- _EXTRACTED RECORDS_:
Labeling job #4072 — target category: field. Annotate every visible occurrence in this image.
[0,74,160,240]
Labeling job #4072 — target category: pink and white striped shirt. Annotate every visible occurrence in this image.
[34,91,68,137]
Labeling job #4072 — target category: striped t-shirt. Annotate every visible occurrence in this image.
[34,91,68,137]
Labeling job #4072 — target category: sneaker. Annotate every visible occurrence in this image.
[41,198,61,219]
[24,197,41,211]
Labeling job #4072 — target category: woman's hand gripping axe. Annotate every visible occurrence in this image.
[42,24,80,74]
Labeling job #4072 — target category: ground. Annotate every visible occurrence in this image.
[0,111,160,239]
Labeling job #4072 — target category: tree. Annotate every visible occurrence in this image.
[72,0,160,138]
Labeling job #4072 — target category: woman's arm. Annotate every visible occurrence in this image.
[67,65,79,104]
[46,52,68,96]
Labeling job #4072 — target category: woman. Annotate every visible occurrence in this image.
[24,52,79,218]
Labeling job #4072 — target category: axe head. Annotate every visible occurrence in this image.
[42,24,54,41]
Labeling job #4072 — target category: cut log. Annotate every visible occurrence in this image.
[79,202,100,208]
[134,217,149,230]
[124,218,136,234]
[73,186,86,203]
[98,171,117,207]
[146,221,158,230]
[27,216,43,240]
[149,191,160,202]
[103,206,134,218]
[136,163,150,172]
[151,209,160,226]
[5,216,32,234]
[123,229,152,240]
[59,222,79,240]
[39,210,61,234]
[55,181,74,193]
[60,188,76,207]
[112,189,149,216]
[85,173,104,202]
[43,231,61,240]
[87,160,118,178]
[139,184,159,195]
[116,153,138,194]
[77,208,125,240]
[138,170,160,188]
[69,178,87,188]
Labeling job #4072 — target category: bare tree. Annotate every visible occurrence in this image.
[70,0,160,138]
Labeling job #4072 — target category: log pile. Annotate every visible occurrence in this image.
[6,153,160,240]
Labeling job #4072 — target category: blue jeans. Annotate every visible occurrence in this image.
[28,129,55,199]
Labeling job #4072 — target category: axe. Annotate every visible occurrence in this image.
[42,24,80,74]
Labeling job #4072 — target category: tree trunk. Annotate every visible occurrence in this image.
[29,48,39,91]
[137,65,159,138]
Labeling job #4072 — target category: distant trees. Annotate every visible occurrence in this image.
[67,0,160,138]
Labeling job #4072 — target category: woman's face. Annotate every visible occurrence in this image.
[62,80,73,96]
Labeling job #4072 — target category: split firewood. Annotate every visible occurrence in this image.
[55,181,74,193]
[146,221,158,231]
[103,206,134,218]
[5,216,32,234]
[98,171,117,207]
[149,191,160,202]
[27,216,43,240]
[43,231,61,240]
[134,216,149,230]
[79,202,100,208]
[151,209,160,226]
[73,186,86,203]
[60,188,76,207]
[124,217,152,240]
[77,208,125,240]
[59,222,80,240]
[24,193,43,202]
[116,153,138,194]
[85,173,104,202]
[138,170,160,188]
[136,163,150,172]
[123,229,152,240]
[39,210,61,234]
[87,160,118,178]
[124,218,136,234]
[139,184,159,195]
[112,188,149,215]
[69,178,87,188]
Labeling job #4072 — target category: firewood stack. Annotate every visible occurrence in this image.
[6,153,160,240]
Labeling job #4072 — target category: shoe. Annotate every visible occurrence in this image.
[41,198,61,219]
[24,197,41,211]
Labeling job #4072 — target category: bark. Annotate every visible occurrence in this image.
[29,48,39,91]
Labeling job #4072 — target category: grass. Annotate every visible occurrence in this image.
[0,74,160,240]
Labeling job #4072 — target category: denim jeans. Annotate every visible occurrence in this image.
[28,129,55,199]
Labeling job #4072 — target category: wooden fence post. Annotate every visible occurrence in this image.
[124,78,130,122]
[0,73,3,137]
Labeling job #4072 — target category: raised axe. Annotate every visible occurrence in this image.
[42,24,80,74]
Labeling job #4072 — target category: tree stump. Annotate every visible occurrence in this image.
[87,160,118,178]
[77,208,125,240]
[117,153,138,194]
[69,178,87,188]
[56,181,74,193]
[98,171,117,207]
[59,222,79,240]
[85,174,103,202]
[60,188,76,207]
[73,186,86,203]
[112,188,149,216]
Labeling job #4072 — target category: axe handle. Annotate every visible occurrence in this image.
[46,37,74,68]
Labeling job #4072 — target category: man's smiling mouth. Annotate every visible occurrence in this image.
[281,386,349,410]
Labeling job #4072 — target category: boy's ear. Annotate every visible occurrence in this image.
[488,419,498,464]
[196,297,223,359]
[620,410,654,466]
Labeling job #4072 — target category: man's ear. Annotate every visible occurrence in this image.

- _GIVEN TASK_: Rewrite the rows from the line with "Labeling job #4072 — target category: boy's" to the end of the rows, with "Annotate every visible occurrence" changed to "Mark each visible instance" and nothing else altered.

- _FINISHED ANSWER_:
Labeling job #4072 — target category: boy's ear. Mark each visible instance in this image.
[488,419,498,464]
[196,297,223,359]
[620,410,654,466]
Labeling job #4072 — target category: man's ear. Mark each visible instance in this image.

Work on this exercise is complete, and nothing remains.